■ ASSIGNED TASK
Retype the essay about April word for word, from its first line to its last.

■ READING PASSAGE
[Start of Attachment]

As the story goes, I was supposed to be a March baby. But as the due date and the spring solstice passed by, I was apparently in no hurry to enter the world until the Ides were long gone. Even as April appeared, I hung on tight until finally one early afternoon, the time to be born arrived.
For so many in the northern Hemisphere, the beginning of April signifies a newness of life and its seasons. Most years, Easter is celebrated during the month; springtime comes into full bloom as the redbuds, azaleas, and the dogwoods brilliantly emerge from the austere winter. The town of Augusta, Georgia welcomes in the unofficial beginning to the golf season while the college hardwoods give way to warmer athletic endeavors. Cool mornings gradually cede to pleasant afternoons and the vibrant colors mirror the heightened moods that so many feel. It is a time of rebirth, rejuvenation, rejoicing, and resurrection. What seemed dead for so long suddenly comes alive. Even the word April, which comes from the Latin word “aperit”, meaning “to open”, suggests that a new, fresh start is on the way.
But this particular year, April holds even greater meaning. Having been entrenched in the winter of COVID for more than a year, this year’s opening act was anticipated more than most years before. As the buds began to open more fully, so did the stores, and the faces, and the avenues of socialization and entertainment. Even a (live) marathon, the first of its kind in the nation, appeared in the Hoosier state. Safe to say, while still mired in the pandemic, citizens across the land clamored to events and places in droves, hoping to escape the pestilence woes. For the first time in a long time, it seemed the virus had given way to a new sort of fever—-cabin fever—even as uncertainty still remained.

[End of Attachment]

■ PROVIDED INFORMATION
[Start of Attachment]

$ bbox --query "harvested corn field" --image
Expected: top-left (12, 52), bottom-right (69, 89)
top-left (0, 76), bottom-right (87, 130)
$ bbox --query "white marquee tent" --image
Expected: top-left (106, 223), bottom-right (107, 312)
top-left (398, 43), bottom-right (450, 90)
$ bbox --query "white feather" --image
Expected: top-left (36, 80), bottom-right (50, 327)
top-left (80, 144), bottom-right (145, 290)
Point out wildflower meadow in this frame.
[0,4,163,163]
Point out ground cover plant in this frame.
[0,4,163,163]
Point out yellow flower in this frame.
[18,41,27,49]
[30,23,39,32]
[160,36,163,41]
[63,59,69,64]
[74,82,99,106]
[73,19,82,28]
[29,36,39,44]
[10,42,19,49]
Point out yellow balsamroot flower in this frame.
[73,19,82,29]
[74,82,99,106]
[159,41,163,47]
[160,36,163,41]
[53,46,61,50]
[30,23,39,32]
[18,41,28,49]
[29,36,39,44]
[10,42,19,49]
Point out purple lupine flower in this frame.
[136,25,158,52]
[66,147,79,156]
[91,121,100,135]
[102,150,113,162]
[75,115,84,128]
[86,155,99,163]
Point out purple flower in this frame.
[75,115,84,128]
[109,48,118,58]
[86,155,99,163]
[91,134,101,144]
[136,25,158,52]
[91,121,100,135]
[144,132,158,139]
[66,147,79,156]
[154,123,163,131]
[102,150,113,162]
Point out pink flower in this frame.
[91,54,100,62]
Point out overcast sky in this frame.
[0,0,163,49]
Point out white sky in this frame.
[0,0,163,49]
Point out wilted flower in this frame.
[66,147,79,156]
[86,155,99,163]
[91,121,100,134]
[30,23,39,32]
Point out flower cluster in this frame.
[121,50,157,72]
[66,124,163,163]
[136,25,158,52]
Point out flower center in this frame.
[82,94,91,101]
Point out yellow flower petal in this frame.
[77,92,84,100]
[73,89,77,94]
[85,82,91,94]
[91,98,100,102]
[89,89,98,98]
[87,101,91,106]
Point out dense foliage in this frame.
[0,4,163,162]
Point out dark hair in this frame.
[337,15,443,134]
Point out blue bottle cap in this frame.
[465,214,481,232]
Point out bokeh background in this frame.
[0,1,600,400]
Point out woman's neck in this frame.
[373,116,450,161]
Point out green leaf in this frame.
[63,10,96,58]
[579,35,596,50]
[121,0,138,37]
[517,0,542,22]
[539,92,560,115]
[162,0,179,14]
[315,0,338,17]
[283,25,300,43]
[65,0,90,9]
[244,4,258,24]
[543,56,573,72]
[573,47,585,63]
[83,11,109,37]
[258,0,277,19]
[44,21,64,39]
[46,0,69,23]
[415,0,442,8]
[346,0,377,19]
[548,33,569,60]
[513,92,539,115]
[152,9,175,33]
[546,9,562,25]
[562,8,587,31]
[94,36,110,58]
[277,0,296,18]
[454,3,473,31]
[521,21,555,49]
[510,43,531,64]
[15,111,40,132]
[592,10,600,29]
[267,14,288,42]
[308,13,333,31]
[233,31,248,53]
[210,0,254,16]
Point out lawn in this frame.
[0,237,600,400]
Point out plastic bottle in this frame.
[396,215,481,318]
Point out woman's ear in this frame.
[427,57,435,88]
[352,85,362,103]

[End of Attachment]

■ COMPLETED TASK
As the story goes, I was supposed to be a March baby. But as the due date and the spring solstice passed by, I was apparently in no hurry to enter the world until the Ides were long gone. Even as April appeared, I hung on tight until finally one early afternoon, the time to be born arrived.
For so many in the northern Hemisphere, the beginning of April signifies a newness of life and its seasons. Most years, Easter is celebrated during the month; springtime comes into full bloom as the redbuds, azaleas, and the dogwoods brilliantly emerge from the austere winter. The town of Augusta, Georgia welcomes in the unofficial beginning to the golf season while the college hardwoods give way to warmer athletic endeavors. Cool mornings gradually cede to pleasant afternoons and the vibrant colors mirror the heightened moods that so many feel. It is a time of rebirth, rejuvenation, rejoicing, and resurrection. What seemed dead for so long suddenly comes alive. Even the word April, which comes from the Latin word “aperit”, meaning “to open”, suggests that a new, fresh start is on the way.
But this particular year, April holds even greater meaning. Having been entrenched in the winter of COVID for more than a year, this year’s opening act was anticipated more than most years before. As the buds began to open more fully, so did the stores, and the faces, and the avenues of socialization and entertainment. Even a (live) marathon, the first of its kind in the nation, appeared in the Hoosier state. Safe to say, while still mired in the pandemic, citizens across the land clamored to events and places in droves, hoping to escape the pestilence woes. For the first time in a long time, it seemed the virus had given way to a new sort of fever—-cabin fever—even as uncertainty still remained.